+++ TEXT EXTRACT

The Perl Toolchain Summit needs more sponsors. If your company depends on Perl, please support this very important event.
NAME
    Parser::Combinators - A library of building blocks for parsing text

SYNOPSIS
      use Parser::Combinators;

      my $parser = < a combination of the parser building blocks from Parser::Combinators >
      (my $status, my $rest, my $matches) = $parser->($str);
      my $parse_tree = getParseTree($matches);

DESCRIPTION
    Parser::Combinators is a library of parser building blocks ('parser
    combinators'), inspired by the Parsec parser combinator library in
    Haskell (http://legacy.cs.uu.nl/daan/download/parsec/parsec.html). The
    idea is that you build a parsers not by specifying a grammar (as in
    yacc/lex or Parse::RecDescent), but by combining a set of small parsers
    that parse well-defined items.

  Usage
    Each parser in this library , e.g. "word" or "symbol", is a function
    that returns a function (actually, a closure) that parses a string. You
    can combine these parsers by using special parsers like "sequence" and
    "choice". For example, a JavaScript variable declaration

         var res = 42;

    could be parsed as:

        my $p =
            sequence [
                symbol('var'),
                word,
                symbol('='),
                natural,
                semi
            ]

    if you want to express that the assignment is optional, i.e. " var res;"
    is also valid, you can use "maybe()":

        my $p =
            sequence [
                symbol('var'),
                word,
                maybe(
                    sequence [
                       symbol('='),
                       natural
                       ]
                ),
                semi
            ]

    If you want to parse alternatives you can use "choice()". For example,
    to express that either of the next two lines are valid:

        42
        return(42)

    you can write

        my $p = choice( number, sequence [ symbol('return'), parens( number ) ] )

    This example also illustrates the `parens()` parser to parse anything
    enclosed in parenthesis

  Provided Parsers
    The library is not complete in the sense that not all Parsec combinators
    have been implemented. Currently, it contains:

            whiteSpace : parses any white space, always returns success. 

            * Lexeme parsers (they remove trailing whitespace):

            word : (\w+)
            natural : (\d+)
            symbol : parses a given symbol, e.g. symbol('int')
                    comma : parses a comma
            semi : parses a semicolon
        
            char : parses a given character

            * Combinators:

            sequence( [ $parser1, $parser2, ... ], $optional_sub_ref )

++++++

REQUIRED TASK: Summarize the Parser::Combinators documentation in two sentences.

+++ RECORDED INFORMATION

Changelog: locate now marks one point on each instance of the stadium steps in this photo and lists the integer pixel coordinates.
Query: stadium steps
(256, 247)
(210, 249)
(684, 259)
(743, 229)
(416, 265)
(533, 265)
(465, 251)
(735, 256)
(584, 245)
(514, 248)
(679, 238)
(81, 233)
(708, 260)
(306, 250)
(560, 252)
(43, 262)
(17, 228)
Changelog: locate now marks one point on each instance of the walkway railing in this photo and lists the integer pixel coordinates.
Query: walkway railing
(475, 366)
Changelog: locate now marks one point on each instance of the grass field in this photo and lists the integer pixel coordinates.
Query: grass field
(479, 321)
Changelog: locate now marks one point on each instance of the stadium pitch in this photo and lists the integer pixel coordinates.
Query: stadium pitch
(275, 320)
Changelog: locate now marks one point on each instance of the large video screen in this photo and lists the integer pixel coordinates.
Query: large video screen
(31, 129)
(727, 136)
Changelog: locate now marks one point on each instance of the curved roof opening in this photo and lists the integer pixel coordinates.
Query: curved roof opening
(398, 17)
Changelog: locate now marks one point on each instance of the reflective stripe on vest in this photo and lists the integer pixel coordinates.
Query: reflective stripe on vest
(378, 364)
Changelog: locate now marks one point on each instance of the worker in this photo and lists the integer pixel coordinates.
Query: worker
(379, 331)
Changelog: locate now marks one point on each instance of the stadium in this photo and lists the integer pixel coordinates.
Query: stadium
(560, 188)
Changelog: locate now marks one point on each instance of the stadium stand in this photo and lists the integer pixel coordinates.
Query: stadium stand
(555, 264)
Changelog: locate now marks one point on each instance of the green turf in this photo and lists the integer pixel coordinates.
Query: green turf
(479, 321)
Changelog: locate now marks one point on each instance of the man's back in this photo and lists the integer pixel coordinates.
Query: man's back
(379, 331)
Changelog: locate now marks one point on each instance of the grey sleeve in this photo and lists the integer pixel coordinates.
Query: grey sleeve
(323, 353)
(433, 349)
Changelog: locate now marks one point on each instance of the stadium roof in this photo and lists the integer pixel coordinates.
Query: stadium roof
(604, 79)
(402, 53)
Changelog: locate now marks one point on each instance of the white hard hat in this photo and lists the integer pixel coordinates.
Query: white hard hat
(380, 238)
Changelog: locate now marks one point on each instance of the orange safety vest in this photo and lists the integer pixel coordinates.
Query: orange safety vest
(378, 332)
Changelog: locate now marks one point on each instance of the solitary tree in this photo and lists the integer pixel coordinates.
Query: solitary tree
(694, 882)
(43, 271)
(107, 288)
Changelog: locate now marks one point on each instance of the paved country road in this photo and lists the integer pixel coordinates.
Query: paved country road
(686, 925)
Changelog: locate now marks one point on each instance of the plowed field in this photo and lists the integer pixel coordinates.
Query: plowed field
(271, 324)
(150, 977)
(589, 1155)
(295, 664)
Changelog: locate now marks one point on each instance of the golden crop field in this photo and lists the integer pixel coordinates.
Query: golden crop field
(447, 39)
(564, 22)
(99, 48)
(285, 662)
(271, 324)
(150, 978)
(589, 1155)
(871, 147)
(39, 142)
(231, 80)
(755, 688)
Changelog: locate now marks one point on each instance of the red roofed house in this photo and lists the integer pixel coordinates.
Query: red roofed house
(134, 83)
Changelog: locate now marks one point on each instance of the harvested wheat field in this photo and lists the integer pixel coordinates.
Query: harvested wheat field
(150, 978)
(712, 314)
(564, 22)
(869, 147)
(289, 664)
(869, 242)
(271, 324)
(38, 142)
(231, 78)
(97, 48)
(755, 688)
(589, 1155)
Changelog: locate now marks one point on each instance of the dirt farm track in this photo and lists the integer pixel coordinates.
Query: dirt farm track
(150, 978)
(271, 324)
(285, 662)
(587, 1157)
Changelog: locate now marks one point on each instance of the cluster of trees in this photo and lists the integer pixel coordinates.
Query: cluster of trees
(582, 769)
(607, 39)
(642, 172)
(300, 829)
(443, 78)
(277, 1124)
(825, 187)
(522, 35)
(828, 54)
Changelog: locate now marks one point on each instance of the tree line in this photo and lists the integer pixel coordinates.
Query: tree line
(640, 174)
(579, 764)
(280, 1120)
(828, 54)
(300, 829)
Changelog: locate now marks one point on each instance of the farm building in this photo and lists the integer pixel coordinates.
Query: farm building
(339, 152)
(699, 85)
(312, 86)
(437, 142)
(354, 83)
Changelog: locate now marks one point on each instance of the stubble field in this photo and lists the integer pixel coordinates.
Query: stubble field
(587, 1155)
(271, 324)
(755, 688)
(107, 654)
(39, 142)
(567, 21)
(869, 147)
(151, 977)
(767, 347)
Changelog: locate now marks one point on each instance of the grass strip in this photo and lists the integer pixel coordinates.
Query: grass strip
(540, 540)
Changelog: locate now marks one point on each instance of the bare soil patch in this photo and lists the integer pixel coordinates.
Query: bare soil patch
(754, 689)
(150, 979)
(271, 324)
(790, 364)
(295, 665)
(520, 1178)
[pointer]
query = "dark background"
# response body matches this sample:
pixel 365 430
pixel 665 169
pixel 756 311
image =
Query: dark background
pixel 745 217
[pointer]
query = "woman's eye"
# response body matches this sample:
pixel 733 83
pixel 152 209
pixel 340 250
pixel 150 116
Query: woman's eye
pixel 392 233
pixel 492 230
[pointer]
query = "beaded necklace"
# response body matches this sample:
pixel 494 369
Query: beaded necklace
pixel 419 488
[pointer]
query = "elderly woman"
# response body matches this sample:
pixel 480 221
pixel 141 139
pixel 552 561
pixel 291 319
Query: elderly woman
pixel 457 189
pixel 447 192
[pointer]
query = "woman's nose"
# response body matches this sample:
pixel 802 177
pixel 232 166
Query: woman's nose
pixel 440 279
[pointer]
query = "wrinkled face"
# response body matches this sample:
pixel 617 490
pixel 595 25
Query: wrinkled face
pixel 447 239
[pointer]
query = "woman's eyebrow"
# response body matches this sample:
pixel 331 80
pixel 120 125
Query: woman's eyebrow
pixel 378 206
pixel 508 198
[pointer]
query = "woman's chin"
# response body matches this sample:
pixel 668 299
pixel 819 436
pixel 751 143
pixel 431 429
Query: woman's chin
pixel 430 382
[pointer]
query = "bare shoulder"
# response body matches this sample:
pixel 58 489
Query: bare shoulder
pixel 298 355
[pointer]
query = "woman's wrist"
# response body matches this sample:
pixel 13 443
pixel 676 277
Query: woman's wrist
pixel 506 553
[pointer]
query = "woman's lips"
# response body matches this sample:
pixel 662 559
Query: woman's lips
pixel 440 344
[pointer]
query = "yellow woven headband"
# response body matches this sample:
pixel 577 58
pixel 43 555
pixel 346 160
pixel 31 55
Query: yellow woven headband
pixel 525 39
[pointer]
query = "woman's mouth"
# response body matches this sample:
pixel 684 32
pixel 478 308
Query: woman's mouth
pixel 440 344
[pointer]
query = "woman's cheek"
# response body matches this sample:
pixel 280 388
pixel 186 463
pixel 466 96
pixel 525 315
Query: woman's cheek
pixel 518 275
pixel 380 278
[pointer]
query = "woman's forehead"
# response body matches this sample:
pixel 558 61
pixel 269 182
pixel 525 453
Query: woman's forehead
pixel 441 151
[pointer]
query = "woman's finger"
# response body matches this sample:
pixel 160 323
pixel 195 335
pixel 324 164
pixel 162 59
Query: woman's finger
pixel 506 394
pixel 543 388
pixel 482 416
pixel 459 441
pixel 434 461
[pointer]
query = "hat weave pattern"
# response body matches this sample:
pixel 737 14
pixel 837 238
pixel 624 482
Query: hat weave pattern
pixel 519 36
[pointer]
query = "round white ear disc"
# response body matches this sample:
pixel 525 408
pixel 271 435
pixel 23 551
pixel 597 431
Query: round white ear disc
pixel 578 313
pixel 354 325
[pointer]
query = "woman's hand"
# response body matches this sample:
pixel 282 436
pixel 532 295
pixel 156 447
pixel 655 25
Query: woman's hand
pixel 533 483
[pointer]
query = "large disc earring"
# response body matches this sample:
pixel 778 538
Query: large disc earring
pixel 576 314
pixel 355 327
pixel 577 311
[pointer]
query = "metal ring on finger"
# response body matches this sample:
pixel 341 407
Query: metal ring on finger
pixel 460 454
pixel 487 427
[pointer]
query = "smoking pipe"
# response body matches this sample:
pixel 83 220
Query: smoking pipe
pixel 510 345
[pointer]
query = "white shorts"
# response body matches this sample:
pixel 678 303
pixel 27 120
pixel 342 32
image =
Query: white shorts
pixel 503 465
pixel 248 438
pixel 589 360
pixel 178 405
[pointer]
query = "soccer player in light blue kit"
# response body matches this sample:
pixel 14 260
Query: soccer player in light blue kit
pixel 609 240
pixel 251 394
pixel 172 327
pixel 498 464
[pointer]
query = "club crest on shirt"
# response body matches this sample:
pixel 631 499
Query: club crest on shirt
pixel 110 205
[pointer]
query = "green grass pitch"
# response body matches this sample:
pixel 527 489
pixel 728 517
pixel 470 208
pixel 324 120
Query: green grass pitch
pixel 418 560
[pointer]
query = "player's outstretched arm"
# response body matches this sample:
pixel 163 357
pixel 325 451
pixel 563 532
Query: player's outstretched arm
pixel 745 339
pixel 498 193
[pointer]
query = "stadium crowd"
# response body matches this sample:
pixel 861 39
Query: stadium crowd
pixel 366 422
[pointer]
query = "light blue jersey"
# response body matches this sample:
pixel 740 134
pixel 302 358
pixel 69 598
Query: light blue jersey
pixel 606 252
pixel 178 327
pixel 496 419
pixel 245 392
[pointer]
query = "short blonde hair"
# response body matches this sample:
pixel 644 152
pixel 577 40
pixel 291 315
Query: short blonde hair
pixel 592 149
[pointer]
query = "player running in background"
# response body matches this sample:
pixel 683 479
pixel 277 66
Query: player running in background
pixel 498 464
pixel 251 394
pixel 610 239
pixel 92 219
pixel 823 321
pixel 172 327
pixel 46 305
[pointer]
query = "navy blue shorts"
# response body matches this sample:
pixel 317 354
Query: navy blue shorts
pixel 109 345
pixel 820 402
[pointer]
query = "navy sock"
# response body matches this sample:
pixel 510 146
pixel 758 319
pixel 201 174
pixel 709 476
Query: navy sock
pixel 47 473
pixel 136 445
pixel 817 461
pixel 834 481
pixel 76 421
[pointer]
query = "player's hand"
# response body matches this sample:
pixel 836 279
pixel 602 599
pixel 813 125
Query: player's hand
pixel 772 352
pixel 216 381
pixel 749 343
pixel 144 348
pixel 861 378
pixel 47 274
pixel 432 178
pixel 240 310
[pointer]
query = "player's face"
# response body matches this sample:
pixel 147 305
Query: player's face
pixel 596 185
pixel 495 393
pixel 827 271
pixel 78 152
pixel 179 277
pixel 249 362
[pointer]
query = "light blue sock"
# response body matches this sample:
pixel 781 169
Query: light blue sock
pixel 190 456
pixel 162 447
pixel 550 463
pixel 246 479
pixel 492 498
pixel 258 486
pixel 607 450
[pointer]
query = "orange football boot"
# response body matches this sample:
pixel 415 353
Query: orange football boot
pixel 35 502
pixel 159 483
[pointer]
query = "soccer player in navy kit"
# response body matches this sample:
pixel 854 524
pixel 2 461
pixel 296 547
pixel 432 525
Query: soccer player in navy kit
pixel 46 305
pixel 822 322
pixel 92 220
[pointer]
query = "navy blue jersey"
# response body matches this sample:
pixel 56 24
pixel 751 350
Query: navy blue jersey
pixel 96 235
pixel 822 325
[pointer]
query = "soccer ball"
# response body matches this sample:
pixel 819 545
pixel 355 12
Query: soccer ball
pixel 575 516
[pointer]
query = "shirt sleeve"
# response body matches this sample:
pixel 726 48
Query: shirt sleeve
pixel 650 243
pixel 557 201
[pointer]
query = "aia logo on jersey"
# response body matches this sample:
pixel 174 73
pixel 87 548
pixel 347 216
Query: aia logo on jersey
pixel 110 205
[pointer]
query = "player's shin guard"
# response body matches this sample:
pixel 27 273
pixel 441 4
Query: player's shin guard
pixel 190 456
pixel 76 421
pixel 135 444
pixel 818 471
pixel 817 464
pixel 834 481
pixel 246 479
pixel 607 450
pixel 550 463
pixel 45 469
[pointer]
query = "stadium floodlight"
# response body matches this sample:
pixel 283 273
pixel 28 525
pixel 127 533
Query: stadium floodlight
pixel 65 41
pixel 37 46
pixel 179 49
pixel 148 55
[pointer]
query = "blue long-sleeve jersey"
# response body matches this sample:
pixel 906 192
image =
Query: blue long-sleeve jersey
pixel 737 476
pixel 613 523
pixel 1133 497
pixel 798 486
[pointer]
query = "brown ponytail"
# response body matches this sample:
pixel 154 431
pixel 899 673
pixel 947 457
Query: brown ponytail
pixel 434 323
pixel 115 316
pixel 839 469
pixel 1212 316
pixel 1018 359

++++++

FULL ANSWER: Parser::Combinators is a library of parser building blocks, inspired by Haskell's Parsec, in which parsers are built by combining small parsers for well-defined items rather than by specifying a grammar. Each parser is a function that returns a closure that parses a string, and special parsers such as "sequence", "maybe" and "choice" combine them, though not all Parsec combinators have been implemented yet.